▶ **PROBLEM SET**:
• 1. According to the passage on cloud management, what annual growth rate do analysts forecast for cloud computing?
• 2. Rewrite the part of the passage on cloud management that opens with "For companies that rely on IT as a competitive weapon, what" and closes with "through automated provisioning.", changing "agile competitors" to "nimble competitors".

▶ **EXCERPT PROVIDED**:
>>>>>

In the technology adoption lifecycle, Cloud Management has now moved from the early adopters stage to the early majority where we typically see explosive deployments. Over the course of the last year, VMware has seen an exponential rise in adoption of its cloud management offerings. This is consistent with many analysts are seeing. Estimates from a number of Industry experts are that somewhere between 30-40% of companies have deployed or started private cloud initiatives and another 20-30% are planning to deploy private clouds in the next year. Overall, the analyst forecast for cloud computing growth is about 60% annually for the next three to four years.
Cloud automation and management will drive the next round of IT efficiency improvements. Automation will help accelerate IT service delivery from days and sometimes weeks to hours and even minutes. Policy based governance and controls will assure that IT receives the appropriate level of resources for the tasks they need to perform the job. Performance and health monitoring will make sure that applications continue to operate at peak efficiencies and make the appropriate adjustments to make sure that happens. Financial management capabilities will allow IT to compare costs of internal and external delivery models. Intelligent placement algorithms will help deliver the appropriate service level based on both cost as well as operational policies that control where specific applications and data need to be located.
Risk of Ignoring Cloud Management
Automating the delivery and ongoing management of cloud services has moved from early adopters to the more mainstream deployment. The Info Pro survey indicated that 60% of the study’s respondents view cloud computing as a natural evolution of IT service delivery and 69% expect their spending to increase in both 2013 and 2014 compared with the prior year. For companies that rely on IT as a competitive weapon don’t let non- IT barriers slow your Cloud Management deployment plans. One way to break through the organizational barriers that slow down process improvements is to build a compelling business case. This helps get support of management and the business. Let VMware help you build your cloud management business justification so that you can better articulate a compelling business case to break through these organizational barriers.
For companies that rely on IT as a competitive weapon, what impact can Cloud Management have on your business? More importantly what is the risk of ignoring private cloud infrastructures and have more agile competitors take business from you?
- Watch Building the Cloud Automation Business Case
- See how VMware IT saved 90% of time spent and 30% of costs through automated provisioning.
- Check out what some of our customers are saying in the customer case studies on our web site.
Need help deploying your private cloud infrastructure or developing your business justification? Contact us and our experts can help your team build the business case and the solution that will maximize your IT productivity.
2 comments have been added so far
To me, the Application team is still IT, as developers and application architect are still part of IT organisation. Security might not be part of IT, and do not report to CIO.
Having said that, I agree that the barriers are People, not Technology. Reducing layers and breaking down the silos in IT will help. An idea I saw at a large customer is they rotate the Head of Application with the Head of Infrastructure. It’s part of job rotation and career succession planning as part of preparing them to be CIO (who needs to know both).
Can you make your blog mobile friendly please?

<<<<<

▶ **RECORD SET**:
>>>>>

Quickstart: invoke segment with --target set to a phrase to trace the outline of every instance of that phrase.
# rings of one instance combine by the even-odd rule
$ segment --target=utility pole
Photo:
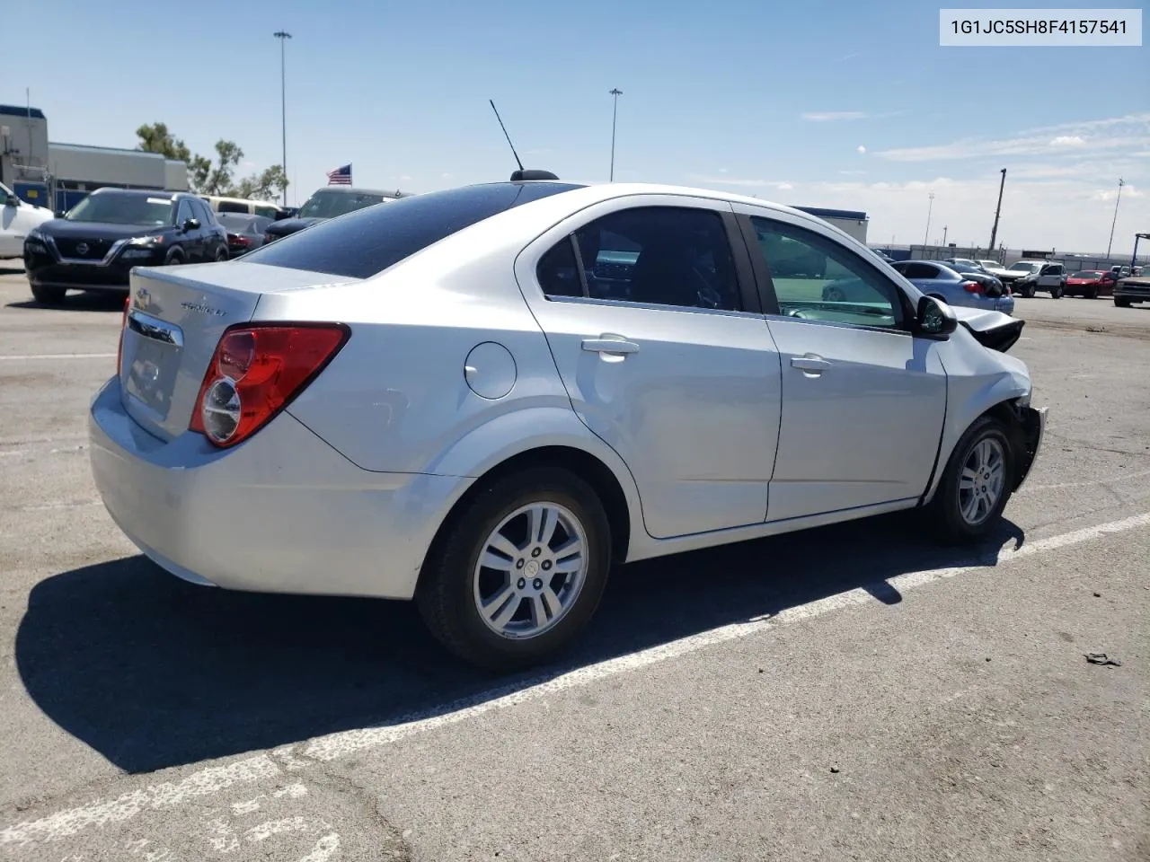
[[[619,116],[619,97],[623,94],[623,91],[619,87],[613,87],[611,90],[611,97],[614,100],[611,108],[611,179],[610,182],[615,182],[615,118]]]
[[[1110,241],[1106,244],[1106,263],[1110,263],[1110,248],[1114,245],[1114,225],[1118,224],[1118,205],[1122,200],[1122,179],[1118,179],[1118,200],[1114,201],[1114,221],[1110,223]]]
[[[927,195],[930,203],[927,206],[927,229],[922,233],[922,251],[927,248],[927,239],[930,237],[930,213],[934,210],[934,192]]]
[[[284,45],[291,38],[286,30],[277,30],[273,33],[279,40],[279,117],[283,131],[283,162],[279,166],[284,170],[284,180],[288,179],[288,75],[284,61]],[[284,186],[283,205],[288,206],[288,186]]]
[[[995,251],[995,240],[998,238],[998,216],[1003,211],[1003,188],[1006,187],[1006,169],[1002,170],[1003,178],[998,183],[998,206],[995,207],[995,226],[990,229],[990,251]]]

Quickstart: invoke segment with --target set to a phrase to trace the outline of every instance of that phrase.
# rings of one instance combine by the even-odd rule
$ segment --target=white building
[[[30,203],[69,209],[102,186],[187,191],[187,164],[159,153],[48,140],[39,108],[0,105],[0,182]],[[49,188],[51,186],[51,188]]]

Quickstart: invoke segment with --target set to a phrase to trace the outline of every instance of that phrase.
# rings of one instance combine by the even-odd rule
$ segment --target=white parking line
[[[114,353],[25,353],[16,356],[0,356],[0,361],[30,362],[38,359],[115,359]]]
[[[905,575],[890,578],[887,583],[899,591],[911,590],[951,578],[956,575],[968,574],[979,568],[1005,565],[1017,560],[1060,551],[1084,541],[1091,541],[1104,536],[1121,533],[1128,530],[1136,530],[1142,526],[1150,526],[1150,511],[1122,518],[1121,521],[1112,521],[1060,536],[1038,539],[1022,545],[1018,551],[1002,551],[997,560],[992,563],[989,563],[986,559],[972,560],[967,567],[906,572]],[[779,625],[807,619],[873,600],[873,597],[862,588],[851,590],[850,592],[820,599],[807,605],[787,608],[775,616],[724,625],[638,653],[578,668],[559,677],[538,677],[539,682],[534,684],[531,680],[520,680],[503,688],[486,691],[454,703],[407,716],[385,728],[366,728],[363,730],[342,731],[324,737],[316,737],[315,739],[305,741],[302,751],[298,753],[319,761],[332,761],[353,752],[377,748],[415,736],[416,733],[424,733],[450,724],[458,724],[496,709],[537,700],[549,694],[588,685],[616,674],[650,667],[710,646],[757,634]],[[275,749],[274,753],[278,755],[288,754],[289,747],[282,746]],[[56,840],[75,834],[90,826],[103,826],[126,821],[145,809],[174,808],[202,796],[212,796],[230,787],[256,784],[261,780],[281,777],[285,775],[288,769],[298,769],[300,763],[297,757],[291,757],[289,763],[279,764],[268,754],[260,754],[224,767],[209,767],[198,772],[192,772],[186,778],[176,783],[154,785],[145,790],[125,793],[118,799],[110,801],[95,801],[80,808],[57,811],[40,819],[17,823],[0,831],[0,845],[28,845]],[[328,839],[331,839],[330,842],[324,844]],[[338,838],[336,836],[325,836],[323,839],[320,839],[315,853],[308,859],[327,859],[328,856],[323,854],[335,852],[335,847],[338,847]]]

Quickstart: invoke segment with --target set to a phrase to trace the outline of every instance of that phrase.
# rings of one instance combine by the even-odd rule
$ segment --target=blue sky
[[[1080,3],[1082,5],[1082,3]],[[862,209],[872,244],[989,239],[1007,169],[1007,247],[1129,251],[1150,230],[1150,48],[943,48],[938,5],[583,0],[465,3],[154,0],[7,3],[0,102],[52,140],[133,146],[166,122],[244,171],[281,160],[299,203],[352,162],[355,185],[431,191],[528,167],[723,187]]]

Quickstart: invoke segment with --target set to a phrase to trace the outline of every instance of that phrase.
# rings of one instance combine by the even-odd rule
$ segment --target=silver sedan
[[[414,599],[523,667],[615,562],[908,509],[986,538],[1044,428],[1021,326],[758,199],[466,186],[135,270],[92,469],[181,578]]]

<<<<<
>>>>>

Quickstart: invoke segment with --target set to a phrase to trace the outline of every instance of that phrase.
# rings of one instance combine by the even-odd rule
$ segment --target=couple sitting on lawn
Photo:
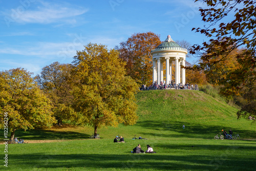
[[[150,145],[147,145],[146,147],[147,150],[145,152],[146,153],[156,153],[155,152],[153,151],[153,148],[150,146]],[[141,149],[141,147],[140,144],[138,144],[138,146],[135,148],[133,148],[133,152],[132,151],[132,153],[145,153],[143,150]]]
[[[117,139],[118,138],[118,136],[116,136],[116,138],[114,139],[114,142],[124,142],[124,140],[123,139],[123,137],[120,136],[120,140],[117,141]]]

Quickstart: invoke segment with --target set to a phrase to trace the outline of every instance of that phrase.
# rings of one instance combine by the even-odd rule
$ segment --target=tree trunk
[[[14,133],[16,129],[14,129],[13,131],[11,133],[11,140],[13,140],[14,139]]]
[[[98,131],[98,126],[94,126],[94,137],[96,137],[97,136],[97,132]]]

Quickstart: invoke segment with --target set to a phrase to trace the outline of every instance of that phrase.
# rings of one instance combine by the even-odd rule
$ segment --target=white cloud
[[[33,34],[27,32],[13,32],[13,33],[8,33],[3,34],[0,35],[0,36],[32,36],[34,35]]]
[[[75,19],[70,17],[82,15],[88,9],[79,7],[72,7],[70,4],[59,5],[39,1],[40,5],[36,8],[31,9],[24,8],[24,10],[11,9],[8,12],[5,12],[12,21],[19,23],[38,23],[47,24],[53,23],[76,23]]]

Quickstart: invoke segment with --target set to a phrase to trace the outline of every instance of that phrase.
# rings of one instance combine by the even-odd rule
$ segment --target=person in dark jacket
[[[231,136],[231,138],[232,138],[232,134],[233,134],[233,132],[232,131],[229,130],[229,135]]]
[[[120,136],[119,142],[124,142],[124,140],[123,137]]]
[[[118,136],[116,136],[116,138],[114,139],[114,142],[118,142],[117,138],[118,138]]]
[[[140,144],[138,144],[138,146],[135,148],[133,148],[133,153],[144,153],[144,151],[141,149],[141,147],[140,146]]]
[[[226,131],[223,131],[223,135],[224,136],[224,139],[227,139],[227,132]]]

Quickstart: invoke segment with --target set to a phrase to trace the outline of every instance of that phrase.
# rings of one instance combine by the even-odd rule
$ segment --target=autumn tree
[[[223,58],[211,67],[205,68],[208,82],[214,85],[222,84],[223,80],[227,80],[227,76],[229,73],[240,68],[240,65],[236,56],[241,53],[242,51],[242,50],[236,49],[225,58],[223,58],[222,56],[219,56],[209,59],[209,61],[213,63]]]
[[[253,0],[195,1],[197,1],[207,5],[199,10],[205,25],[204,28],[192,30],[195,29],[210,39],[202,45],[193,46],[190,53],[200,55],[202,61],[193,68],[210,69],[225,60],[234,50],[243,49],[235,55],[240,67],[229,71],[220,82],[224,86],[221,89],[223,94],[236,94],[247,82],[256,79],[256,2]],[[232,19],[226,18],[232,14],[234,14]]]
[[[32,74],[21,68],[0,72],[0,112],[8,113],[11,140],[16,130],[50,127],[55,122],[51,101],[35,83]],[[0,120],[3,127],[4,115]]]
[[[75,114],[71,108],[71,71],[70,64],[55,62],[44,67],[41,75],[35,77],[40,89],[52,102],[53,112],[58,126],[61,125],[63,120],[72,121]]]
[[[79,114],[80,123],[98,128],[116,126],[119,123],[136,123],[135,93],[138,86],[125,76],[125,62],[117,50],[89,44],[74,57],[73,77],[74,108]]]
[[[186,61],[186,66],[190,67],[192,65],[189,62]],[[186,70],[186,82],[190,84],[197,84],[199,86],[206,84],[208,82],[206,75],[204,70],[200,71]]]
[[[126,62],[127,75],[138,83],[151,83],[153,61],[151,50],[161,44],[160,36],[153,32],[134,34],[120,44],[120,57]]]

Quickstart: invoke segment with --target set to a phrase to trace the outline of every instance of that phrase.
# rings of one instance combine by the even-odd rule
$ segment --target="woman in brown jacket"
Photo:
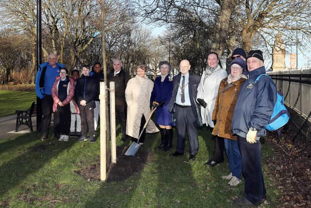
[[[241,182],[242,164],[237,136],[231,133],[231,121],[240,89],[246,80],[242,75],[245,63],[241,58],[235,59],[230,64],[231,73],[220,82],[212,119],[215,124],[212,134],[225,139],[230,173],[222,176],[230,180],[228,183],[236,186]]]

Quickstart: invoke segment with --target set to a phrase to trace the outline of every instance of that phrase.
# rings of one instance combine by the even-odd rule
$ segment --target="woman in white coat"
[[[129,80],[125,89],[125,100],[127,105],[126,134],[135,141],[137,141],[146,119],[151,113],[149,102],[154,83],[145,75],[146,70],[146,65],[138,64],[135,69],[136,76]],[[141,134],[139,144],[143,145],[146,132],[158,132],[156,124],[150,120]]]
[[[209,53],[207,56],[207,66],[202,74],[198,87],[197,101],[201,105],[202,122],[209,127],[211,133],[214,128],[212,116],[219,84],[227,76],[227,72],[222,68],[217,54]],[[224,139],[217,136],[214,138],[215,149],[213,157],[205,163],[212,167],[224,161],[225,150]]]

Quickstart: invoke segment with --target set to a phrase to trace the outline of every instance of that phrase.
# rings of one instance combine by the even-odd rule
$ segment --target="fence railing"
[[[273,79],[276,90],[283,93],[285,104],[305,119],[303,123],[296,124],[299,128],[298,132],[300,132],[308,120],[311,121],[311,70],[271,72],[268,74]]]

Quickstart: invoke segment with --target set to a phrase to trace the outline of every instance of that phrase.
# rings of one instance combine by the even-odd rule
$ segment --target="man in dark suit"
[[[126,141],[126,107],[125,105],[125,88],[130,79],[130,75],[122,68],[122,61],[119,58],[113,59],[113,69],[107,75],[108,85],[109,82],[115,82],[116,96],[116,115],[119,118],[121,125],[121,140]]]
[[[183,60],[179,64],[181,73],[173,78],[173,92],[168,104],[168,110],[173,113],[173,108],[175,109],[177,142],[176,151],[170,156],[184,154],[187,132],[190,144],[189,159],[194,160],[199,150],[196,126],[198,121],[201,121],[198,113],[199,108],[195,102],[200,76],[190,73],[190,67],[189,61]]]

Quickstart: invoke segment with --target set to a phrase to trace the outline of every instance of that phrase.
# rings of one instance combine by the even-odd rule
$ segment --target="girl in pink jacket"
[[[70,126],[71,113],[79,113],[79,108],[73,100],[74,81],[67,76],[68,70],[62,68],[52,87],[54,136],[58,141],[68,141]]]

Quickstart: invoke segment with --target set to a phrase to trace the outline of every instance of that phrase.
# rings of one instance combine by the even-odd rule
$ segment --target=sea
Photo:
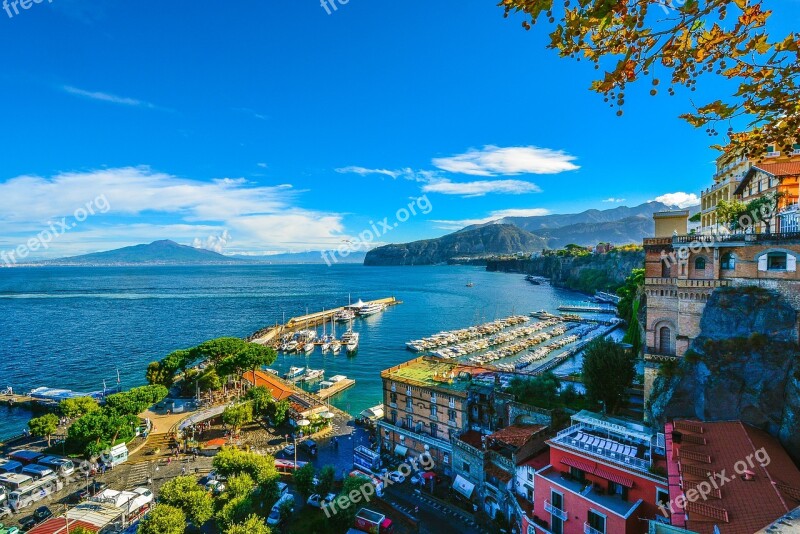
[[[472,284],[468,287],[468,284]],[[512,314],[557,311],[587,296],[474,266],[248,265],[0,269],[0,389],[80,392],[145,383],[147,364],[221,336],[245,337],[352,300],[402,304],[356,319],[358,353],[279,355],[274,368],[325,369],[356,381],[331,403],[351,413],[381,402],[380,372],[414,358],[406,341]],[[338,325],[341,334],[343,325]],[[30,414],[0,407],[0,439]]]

<<<<<
>>>>>

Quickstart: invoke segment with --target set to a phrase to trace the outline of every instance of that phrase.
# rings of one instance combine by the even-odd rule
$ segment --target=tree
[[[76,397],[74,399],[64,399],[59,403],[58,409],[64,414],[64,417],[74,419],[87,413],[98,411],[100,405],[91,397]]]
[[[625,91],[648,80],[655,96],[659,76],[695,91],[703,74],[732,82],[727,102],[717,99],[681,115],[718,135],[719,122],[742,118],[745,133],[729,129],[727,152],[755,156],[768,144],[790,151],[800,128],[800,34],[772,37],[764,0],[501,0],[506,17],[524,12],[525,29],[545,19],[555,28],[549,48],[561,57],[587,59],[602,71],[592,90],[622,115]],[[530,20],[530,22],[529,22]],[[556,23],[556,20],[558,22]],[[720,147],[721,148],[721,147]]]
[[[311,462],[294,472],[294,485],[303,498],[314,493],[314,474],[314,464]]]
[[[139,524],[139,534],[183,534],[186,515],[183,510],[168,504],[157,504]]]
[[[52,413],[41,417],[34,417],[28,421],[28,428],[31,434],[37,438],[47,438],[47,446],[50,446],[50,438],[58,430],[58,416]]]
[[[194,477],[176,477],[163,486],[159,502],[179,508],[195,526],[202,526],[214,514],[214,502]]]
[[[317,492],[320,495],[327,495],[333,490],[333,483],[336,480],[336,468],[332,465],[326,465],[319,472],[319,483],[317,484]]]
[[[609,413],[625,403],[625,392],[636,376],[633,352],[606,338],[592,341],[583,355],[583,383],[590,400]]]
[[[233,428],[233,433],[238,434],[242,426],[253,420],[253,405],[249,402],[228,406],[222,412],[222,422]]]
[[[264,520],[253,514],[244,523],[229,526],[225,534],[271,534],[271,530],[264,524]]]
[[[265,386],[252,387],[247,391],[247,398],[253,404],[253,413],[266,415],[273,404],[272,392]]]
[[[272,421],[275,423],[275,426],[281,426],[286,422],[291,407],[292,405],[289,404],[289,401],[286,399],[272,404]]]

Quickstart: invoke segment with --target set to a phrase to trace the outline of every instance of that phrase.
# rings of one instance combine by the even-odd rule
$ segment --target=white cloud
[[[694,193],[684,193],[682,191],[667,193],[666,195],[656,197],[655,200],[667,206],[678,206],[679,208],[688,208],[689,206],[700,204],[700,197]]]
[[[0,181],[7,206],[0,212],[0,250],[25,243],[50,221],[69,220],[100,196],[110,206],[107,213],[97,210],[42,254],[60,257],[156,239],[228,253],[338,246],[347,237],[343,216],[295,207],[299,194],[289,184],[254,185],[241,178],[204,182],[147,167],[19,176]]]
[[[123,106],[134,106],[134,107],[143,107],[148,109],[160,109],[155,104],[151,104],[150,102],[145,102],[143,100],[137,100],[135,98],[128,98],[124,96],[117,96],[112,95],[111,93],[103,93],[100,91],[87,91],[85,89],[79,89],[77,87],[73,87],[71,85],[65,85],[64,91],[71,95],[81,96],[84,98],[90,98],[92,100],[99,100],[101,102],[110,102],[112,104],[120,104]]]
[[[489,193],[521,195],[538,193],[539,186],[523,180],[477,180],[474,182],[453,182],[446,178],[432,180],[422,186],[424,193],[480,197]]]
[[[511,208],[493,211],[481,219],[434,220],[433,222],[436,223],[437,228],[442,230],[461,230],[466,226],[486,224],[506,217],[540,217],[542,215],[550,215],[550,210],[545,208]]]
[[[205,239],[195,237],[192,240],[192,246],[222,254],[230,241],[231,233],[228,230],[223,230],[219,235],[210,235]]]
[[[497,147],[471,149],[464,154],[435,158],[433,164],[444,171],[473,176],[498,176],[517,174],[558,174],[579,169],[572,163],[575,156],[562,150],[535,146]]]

<<<<<

▶ **SOLUTIONS**:
• 1. About 60% annually for the next three to four years.

• 2.
For companies that rely on IT as a competitive weapon, what impact can Cloud Management have on your business? More importantly what is the risk of ignoring private cloud infrastructures and have more nimble competitors take business from you?
- Watch Building the Cloud Automation Business Case
- See how VMware IT saved 90% of time spent and 30% of costs through automated provisioning.